== Segment start ==

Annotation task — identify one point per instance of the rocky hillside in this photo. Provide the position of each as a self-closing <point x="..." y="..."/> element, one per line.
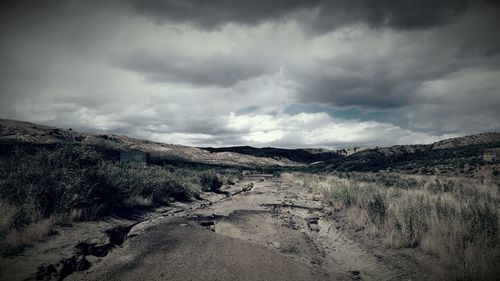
<point x="24" y="133"/>
<point x="475" y="155"/>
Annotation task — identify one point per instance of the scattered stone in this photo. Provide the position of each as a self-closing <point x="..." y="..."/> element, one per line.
<point x="209" y="225"/>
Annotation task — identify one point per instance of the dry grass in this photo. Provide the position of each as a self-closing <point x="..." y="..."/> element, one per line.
<point x="455" y="219"/>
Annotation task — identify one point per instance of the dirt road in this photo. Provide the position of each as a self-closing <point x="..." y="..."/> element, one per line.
<point x="264" y="228"/>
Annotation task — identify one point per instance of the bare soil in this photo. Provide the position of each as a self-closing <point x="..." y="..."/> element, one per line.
<point x="263" y="228"/>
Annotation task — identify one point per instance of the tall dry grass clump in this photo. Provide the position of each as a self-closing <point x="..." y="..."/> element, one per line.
<point x="454" y="219"/>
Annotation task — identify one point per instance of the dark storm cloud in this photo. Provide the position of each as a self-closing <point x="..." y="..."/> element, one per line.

== Segment end ==

== Your goal ==
Copy out exactly the lines between the line with "Annotation task — identify one point per instance of the tall" and the last line of the entries, counting both of those lines.

== Response to the exercise ==
Annotation task — identify one point per instance of the tall dry grass clump in this photo. Provide the position of each as a self-closing <point x="..." y="..."/> element, one per line.
<point x="454" y="219"/>
Annotation task — identify one point per instance of the dark storm cloud in this photo. Provide the position of each as a self-closing <point x="..." y="..."/> element, one per line.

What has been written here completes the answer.